Copy task for the material below: print the line with "Can you find the blue" and every line after it to the end, exactly as written, without the pictures.

*** TASK INPUTS

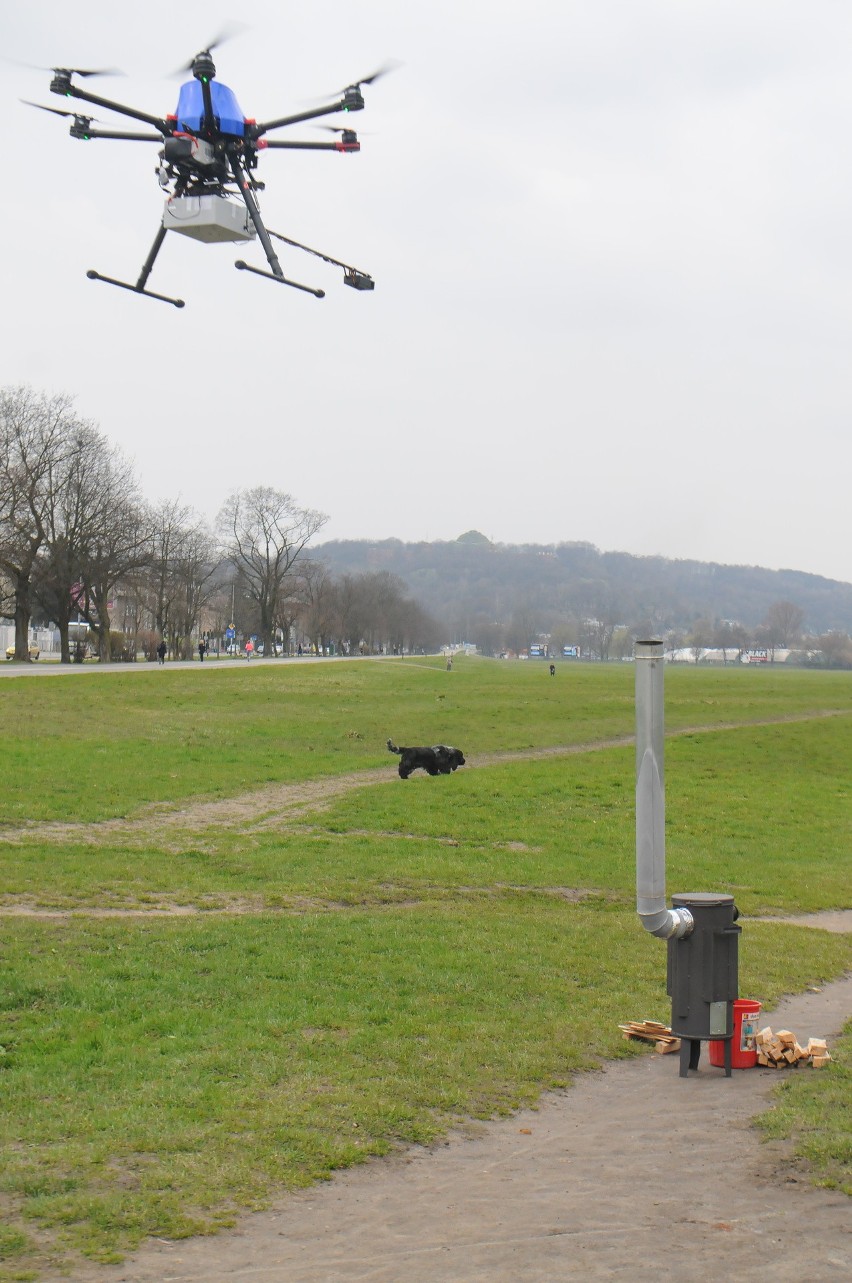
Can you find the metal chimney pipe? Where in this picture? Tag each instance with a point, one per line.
(651, 799)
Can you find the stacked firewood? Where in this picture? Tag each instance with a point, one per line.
(655, 1032)
(783, 1048)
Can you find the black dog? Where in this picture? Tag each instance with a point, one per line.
(438, 760)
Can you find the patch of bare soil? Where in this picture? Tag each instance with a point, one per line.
(631, 1170)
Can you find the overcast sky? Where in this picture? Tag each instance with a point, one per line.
(612, 248)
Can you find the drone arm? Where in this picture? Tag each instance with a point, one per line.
(117, 134)
(143, 276)
(67, 90)
(259, 130)
(263, 236)
(352, 276)
(313, 146)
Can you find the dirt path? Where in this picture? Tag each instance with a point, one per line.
(631, 1170)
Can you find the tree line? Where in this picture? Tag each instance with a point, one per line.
(80, 542)
(511, 597)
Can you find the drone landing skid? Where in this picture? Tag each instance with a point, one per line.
(135, 289)
(247, 267)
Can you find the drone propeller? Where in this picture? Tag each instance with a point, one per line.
(227, 32)
(67, 71)
(78, 71)
(341, 128)
(58, 110)
(374, 76)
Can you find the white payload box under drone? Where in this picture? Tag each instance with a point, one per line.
(208, 218)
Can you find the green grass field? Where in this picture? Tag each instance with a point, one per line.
(349, 961)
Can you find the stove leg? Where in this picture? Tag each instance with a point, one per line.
(689, 1055)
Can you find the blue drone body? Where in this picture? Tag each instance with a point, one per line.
(208, 154)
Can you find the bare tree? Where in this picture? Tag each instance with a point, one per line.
(182, 572)
(264, 533)
(68, 512)
(116, 543)
(320, 611)
(36, 438)
(783, 624)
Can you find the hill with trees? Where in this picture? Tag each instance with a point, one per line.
(503, 595)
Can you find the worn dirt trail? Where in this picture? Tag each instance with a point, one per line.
(630, 1172)
(282, 802)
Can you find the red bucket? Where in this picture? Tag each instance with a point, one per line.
(743, 1053)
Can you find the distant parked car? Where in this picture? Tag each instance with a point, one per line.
(34, 652)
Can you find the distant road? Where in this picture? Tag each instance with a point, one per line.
(50, 669)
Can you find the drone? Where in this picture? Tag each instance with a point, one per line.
(209, 153)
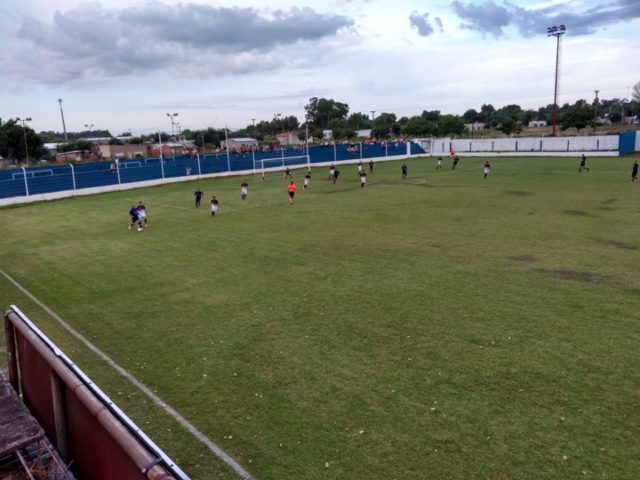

******

# RESPONSE TO THE EXERCISE
Can you find the blue drone body? Where in this picture? Tag each instance with a point, one per line.
(208, 154)
Can you find the bare tree? Where in this picture? Tag each instance with a point, one per line.
(182, 572)
(264, 533)
(68, 512)
(116, 543)
(320, 611)
(36, 438)
(783, 624)
Can you find the hill with trees? Where in this picture? Tag each instance with a point, one per line.
(503, 595)
Can you find the worn dirt trail? Where in this picture? Tag each instance with a point, one per line.
(630, 1172)
(282, 802)
Can you find the red bucket? Where in this picture? Tag each instance with a point, one per line.
(743, 1053)
Can you find the distant parked car? Where in this picture? Tag each instance with a point, one per line.
(34, 652)
Can you find the distant road? Where in this picture? Tag each instance with a point, one per line.
(50, 669)
Can you find the drone? Where in this picture? Tag each instance with a point, one per line.
(209, 153)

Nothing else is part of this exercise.